**Short problem a:** Find each line in the listing that contains the string "wicker", and copy those lines. Case counts.

Account Holder: All persons designated and authorized to transact business on behalf of an account. Each account holder’s signature needs to be on file with the credit union. The signature authorizes that person to conduct business on behalf of the account without the other account holders consent.
Accrued Interest: Interest that has been earned, but not yet paid, to the account holder for a share account; or interest due, but not yet paid by a borrower on a loan.
Annual Percentage Rate (APR): The cost of credit on a yearly basis, expressed as a percentage.
Annual Percentage Yield (APY): A percentage rate reflecting the total amount of interest paid on a share account based on the interest rate and the frequency of compounding for a year.
Application: Under the Equal Credit Opportunity Act (ECOA), an oral or written request for a loan that is made in accordance with the procedures established by the financial institution for the type of loan requested.
Appraisal: An independent evaluation of your home or business to establish a value for a specific period of time.
Authorization: The issuance of approval, by a credit card issuer, merchant, or other affiliate, to complete a credit card transaction.
Automatic Bill Payment: An automated system generally found in home banking where an account holder has the ability to pay recurring bills. For example, the member will enter the payment information of the merchant into the bill payment system, and the system sends a payment either monthly or a one-time payment. The financial institution sends either a debit or a paper check depending upon the merchant’s capabilities.
ATM – Automated Teller Machine: A machine, activated by a magnetically encoded card or other medium that can process a variety of banking transactions. These transactions include accepting deposits and loan payments, providing withdrawals, and transferring funds between accounts.

**Working data:**
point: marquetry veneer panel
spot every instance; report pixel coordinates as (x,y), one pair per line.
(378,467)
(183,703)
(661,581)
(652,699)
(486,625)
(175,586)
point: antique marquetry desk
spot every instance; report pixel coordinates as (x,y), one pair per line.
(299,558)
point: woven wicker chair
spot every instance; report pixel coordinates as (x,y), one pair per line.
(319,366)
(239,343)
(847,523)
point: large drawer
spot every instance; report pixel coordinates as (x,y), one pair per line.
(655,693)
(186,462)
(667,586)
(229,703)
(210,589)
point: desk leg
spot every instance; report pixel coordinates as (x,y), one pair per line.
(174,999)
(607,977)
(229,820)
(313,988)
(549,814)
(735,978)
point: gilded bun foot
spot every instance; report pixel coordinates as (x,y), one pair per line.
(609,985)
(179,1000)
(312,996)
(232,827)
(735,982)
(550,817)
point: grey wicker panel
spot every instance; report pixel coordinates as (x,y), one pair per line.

**Short problem b:** Reproduce the glossary of banking terms word for word, from "Application: Under the" up to and including "period of time.".

**Result a:**
point: woven wicker chair
point: grey wicker panel

**Result b:**
Application: Under the Equal Credit Opportunity Act (ECOA), an oral or written request for a loan that is made in accordance with the procedures established by the financial institution for the type of loan requested.
Appraisal: An independent evaluation of your home or business to establish a value for a specific period of time.